## AIM
List every activity that the excerpt below on color-coded days recommends for a mostly green day with a long Time-Out.

## EXCERPT PROVIDED

··········

The codes are mostly YELLOW , and there is no Time-Out: This is a day filled with crises, obstacles, challenges, or resistance.  While this may seem difficult, much of our business culture thrives on these days, as they’re also filled with action.  If you like adrenaline rushes, you’ll enjoy these days.  If you would rather have an easier time, then you’ll prefer mostly green dates.

The codes are mostly GREEN, but there’s a long Time-Out: This is a very pleasant day, but there’s no energy to push forward.  If you try to make decisions or purchases, or implement a new start during the Time-Out, you’ll meet with severe obstacles later, until nothing comes of it.  Instead, gather information, brainstorm, research, review, write, clean, or finish tasks.  Don’t make important decisions or purchases, or implement new plans!  You’re missing critical information.

The codes are mostly RED : These are periods to slow down, rethink or redo projects, and anticipate delays.  You’ll find these periods to be much more useful and productive if you schedule 50% or less of your time than you normally do.  That way you’ll have time for the unexpected crises that arise.  Depending on which lines are red, there can be communication difficulties, computer failures, or transportation delays.  Or it may be time to rethink finances, prices, values, partnerships, strategic plans, new products, or manufacturing.  See the individual line codes for details.

There’s a Time-Out and a GREEN $: You could start a promotion before or after the Time-Out.  There could be slow sales during the Time-Out though.  Never start a promotion or do a major mailing during a Time-Out.

··········

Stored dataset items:
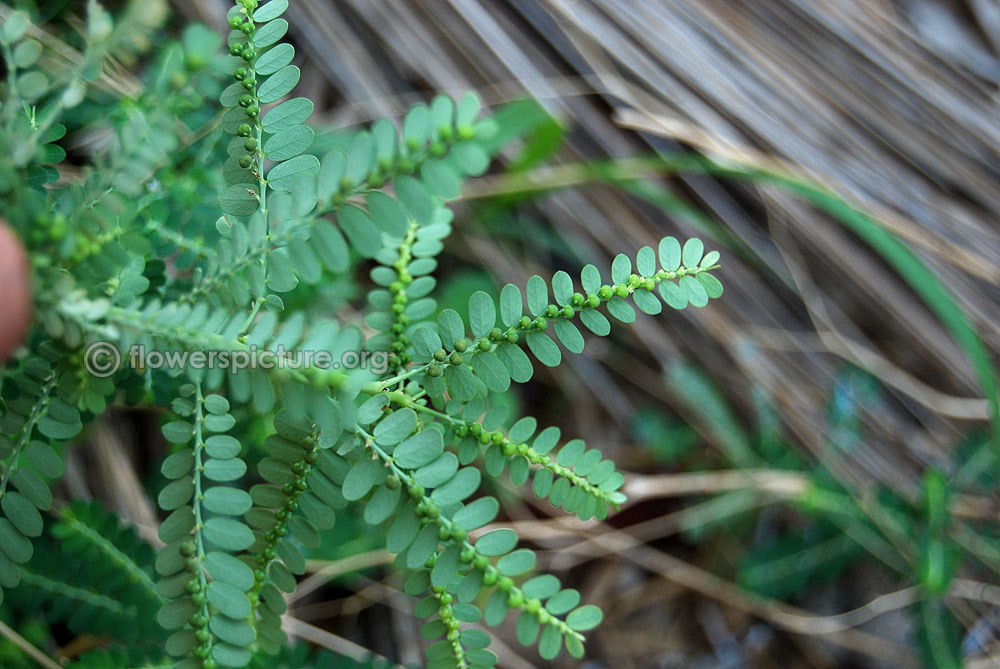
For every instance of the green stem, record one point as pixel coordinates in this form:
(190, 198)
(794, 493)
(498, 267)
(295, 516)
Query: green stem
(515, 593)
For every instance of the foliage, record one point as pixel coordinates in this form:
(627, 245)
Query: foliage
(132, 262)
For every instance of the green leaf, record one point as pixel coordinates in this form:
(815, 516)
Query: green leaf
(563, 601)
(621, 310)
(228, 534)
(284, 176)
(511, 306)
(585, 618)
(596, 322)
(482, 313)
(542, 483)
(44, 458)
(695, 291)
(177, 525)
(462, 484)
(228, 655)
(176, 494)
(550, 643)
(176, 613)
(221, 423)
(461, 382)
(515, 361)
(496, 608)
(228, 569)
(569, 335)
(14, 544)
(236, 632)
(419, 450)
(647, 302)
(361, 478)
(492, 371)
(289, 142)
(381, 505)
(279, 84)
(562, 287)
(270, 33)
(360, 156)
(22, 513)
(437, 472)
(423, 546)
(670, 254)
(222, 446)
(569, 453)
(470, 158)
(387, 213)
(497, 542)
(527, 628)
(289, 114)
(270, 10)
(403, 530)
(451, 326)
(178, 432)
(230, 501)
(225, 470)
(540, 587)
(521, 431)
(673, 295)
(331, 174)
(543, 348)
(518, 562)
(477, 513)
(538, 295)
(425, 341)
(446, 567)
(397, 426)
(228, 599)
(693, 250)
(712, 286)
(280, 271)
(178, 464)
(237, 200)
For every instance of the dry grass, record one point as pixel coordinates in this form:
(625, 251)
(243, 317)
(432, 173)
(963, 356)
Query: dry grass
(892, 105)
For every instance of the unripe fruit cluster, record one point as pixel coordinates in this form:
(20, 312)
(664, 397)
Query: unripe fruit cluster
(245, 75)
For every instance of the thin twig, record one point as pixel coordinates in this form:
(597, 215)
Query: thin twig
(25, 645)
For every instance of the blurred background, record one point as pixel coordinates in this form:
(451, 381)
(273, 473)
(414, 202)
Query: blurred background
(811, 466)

··········

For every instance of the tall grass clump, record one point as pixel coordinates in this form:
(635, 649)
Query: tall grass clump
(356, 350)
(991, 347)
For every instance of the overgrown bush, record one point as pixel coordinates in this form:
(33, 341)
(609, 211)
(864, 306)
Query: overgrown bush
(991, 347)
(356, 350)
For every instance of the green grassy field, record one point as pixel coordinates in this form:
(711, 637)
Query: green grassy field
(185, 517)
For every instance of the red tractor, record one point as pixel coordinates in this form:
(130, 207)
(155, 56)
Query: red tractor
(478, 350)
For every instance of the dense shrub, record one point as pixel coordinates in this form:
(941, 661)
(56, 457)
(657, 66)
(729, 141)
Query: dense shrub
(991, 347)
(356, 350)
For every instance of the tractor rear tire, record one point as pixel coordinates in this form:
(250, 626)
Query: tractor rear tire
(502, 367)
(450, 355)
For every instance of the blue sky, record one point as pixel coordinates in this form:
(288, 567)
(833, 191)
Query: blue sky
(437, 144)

··········

## COMPLETED EXERCISE
Gather information, brainstorm, research, review, write, clean, or finish tasks.